# [Provided passage]
********************

This isn't a test for IBS AT ALL at this point, if it ever will be. The medscape article just backed my saying the leukocytes are elevated with invasive pathogens. It talks about how in IBD, with fecal leukocytes, antibiotics should be considered treatment.(like that's going to help long term)...Fecal calprotectin, on the other hand, is a good test for intestinal inflammation. It's level can indicate the diff btn IBS & IBD. I had this test in 2004. I was pretty close to IBD, but just skirted under the line...


> quote:I have a feeling IBD is just a greater degree of IBS and are all related...


So do I."...There is clinical overlap between IBS and inflammatory bowel disease (IBD), with IBS-like symptoms frequently reported in patients before the diagnosis of IBD, and a higher than expected percentage reports of IBS symptoms in patients in remission from established IBD. Thus,these conditions may coexist with a higher than expected frequency, or may exist on a continuum, with IBS and IBD at different ends of the same spectrum. This article examines these relation-ships using immune activation and inflammation as a common pathogenic process to IBD and a subset of IBS patients."http://www.ncbi.nlm.nih.gov/entrez/query.f...2&dopt=Citation


----------



## 15677 (Apr 8, 2006)

********************

# [Provided data]
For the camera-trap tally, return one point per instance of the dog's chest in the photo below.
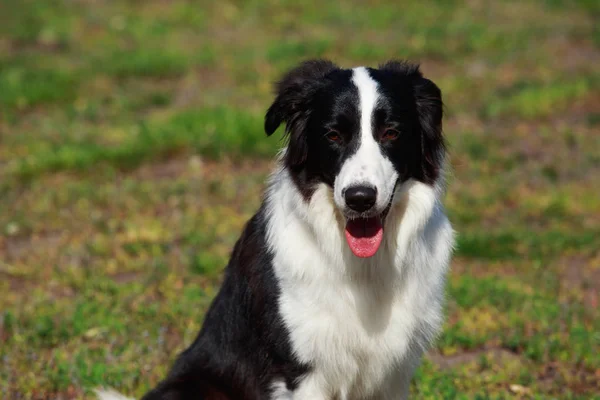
(354, 337)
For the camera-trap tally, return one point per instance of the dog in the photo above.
(336, 286)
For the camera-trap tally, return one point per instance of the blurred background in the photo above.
(132, 153)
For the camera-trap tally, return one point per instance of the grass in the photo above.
(132, 154)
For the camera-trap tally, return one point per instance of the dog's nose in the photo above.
(360, 198)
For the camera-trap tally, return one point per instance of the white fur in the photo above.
(362, 323)
(110, 394)
(368, 166)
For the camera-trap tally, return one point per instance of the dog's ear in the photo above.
(430, 110)
(294, 93)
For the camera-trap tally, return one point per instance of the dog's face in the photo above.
(362, 132)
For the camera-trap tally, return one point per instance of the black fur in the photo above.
(243, 345)
(318, 96)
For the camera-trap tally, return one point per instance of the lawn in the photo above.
(132, 153)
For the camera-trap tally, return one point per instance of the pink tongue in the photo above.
(364, 236)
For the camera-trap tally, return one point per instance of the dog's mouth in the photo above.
(364, 235)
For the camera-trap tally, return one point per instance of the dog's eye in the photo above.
(334, 136)
(389, 135)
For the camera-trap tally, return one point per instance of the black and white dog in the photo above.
(335, 288)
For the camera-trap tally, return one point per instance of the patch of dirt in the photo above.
(496, 355)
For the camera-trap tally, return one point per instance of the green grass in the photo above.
(132, 153)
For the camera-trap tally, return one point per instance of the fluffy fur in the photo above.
(299, 316)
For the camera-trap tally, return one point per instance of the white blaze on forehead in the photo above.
(368, 166)
(367, 93)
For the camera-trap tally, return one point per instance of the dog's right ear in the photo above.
(294, 93)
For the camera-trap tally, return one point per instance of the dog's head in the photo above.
(362, 132)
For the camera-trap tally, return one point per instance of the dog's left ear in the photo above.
(430, 110)
(295, 92)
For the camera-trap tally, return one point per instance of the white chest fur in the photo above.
(362, 324)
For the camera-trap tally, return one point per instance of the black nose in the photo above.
(360, 198)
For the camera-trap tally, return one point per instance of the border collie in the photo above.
(335, 288)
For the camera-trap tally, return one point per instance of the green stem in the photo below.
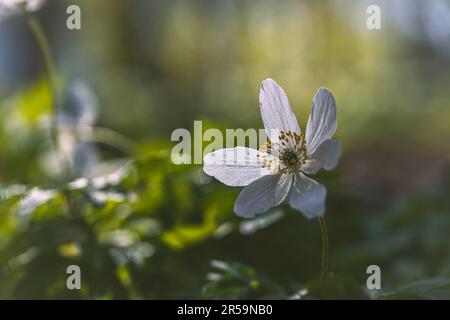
(50, 72)
(325, 246)
(108, 137)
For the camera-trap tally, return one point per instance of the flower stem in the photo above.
(50, 72)
(325, 246)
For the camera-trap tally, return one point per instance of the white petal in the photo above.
(262, 194)
(276, 111)
(322, 121)
(326, 156)
(308, 196)
(234, 166)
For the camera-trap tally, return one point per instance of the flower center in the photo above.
(289, 152)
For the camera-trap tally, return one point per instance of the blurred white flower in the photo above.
(78, 114)
(12, 7)
(277, 171)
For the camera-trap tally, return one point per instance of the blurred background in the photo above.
(140, 227)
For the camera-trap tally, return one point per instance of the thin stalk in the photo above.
(325, 247)
(50, 72)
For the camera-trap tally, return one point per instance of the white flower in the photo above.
(278, 170)
(11, 7)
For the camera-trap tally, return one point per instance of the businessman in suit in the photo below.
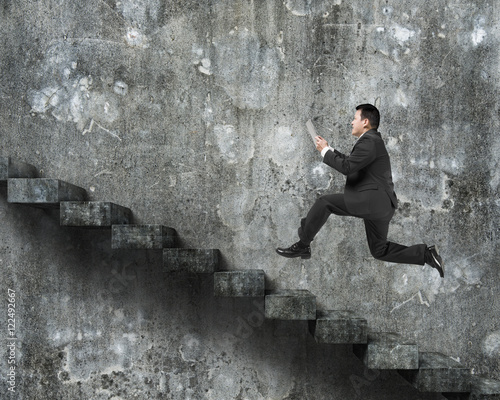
(368, 194)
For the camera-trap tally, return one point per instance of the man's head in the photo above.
(367, 117)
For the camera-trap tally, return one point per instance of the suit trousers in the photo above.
(376, 231)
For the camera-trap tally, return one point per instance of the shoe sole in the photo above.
(304, 257)
(439, 262)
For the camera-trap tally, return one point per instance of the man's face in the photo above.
(359, 126)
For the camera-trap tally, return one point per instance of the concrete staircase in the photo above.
(428, 372)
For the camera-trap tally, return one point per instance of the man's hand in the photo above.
(320, 143)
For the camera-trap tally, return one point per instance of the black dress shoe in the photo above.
(295, 250)
(434, 259)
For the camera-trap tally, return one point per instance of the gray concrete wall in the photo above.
(192, 114)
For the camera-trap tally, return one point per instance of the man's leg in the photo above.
(382, 249)
(318, 215)
(312, 223)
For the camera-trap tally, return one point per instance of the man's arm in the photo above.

********************

# [Questions on the material]
(A) Transcribe everything in the forum post on IBS and IBD from "This isn't a" down to "are all related...".
(B) In the forum post on IBS and IBD, in what year did the writer have the fecal calprotectin test?
(C) Resume the forum post on IBS and IBD from where it stops.
You can set the records aside; they aren't needed here.

# [Task results]
(A)
This isn't a test for IBS AT ALL at this point, if it ever will be. The medscape article just backed my saying the leukocytes are elevated with invasive pathogens. It talks about how in IBD, with fecal leukocytes, antibiotics should be considered treatment.(like that's going to help long term)...Fecal calprotectin, on the other hand, is a good test for intestinal inflammation. It's level can indicate the diff btn IBS & IBD. I had this test in 2004. I was pretty close to IBD, but just skirted under the line...


> quote:I have a feeling IBD is just a greater degree of IBS and are all related...

(B) 2004

(C)
It's amazing if the MD does not test you when your symptoms are at their worst the results may not be conclusive at all.It sounds like we may share the same level of IBS. The second GI I was seeing was ready to treat me for CD prior to any conclusive data and my original GI who did my colonoscopy, albeit without performing any biopsies for microscopic inflammation, gets very upset when I mention the possibility I have IBD even though I had "many leukocytes" during a stool test and "a few" during another (but of course at that time the symptoms were better) performed by GI# 2 (GI #2 only wanted to do one fecal test and it was I that had to suggest he perform at least three over different times to get a better perspective!)GI#1 still insists I have IBS as my colonoscopy was normal and my bleeding was from internal H's. GI # 2 thought I may have CD in my terminal illeum even though the flouroscopic spot image test that he ordered showed a normal terminal illeum! GI#2 made me try a capsule endoscopy which never made it all the way through before running out of battery, he then tells me if I do it again there's a med to help make sure it passes all the way through! I was amazed he did not suggest this the first time! I was about to take the capsule endoscopy again when GI#2 started writting me an RX for Entocort (a somewhat strong albeit 90% localized steroid), I asked him why are you giving me a steroid, he replied "to help you get some relief", but I said we haven't got any conclusive tests to indicate CD/IBD at all; that's when I told him thanks, but no thanks and went back to GI #1. Sorry for the rambling but I wanted to give you the full perspective


----------



## Talissa (Apr 10, 2004)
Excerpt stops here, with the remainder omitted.